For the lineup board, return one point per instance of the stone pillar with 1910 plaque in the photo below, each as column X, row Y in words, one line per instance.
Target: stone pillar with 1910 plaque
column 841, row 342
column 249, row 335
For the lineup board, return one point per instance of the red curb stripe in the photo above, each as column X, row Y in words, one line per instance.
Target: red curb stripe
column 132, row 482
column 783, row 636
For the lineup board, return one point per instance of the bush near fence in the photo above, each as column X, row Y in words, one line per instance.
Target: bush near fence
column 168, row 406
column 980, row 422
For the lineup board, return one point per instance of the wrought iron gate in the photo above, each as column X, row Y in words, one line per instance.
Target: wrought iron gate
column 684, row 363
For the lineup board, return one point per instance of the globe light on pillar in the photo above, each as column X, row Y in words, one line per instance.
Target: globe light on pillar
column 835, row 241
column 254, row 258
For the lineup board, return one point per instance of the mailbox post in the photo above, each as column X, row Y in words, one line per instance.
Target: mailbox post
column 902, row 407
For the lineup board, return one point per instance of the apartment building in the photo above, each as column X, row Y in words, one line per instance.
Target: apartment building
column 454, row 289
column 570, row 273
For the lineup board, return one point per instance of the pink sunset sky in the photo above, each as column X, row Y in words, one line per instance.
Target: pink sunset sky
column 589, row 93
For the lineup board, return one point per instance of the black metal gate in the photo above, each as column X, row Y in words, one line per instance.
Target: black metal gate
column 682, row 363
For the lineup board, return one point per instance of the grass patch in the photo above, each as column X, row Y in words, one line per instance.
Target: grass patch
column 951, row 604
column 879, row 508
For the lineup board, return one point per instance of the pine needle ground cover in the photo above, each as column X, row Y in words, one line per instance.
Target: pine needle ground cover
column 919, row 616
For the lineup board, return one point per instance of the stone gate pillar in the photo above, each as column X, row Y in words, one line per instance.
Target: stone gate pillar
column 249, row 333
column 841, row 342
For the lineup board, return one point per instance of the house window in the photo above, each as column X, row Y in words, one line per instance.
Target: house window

■ PROBLEM DETAILS
Put every line above into a JSON list of strings, one string per line, leaving out blank lines.

■ WRITTEN SOLUTION
[
  "For the lineup board, return one point per instance of the stone pillar with 1910 plaque in the photo below, each as column X, row Y in words, one line per instance.",
  "Target: stone pillar with 1910 plaque",
  "column 841, row 342",
  "column 249, row 335",
  "For the lineup board, return one point per instance of the red curb stripe in the photo above, each as column X, row Y in words, one line per instance.",
  "Target: red curb stripe",
  "column 132, row 482",
  "column 783, row 636",
  "For the lineup board, return one point per instance of the bush near fence in the photo above, each as column X, row Y in words, one line per instance.",
  "Target: bush near fence",
  "column 168, row 406",
  "column 980, row 422",
  "For the lineup board, return one point per instance of the wrought iron gate in the photo above, each as column X, row Y in words, one line per instance.",
  "Target: wrought iron gate",
  "column 684, row 363",
  "For the lineup board, return one point per instance of the globe light on pillar in the photo above, each as column X, row Y in words, one line per instance.",
  "Target: globe light on pillar",
  "column 835, row 241",
  "column 254, row 258",
  "For the lineup board, return one point per instance of the mailbox post in the photo above, each as column X, row Y in words, one line per instance.",
  "Target: mailbox post",
  "column 902, row 407",
  "For the lineup board, return one point per instance of the apartment building in the photo above, each as column X, row Y in words, one line per instance.",
  "Target: apartment building",
  "column 454, row 289",
  "column 570, row 273",
  "For the lineup board, return one point per instance of the pink sunset sky in the photo above, each as column X, row Y in words, one line per instance.",
  "Target: pink sunset sky",
  "column 589, row 93",
  "For the lineup board, return one point per instance of the black metal gate in the photo above, each as column X, row Y in words, one line per instance.",
  "Target: black metal gate",
  "column 682, row 363",
  "For the lineup board, return one point per instance of the grass patch in the photo above, each as column X, row Y in words, one line per instance.",
  "Target: grass patch",
  "column 951, row 604",
  "column 879, row 508",
  "For the lineup board, return one point per instance of the pine needle ground cover in the photo above, each as column X, row Y in words, one line per instance.",
  "Target: pine needle ground cover",
  "column 919, row 616",
  "For the lineup board, return one point per instance of the stone gate pillar in the photo above, each as column X, row Y in words, one line per instance.",
  "Target: stone gate pillar",
  "column 249, row 333",
  "column 841, row 342",
  "For the lineup board, return one point per instance of the house window in the photo above, each as column X, row Y in words, one line per instance.",
  "Target: house window"
]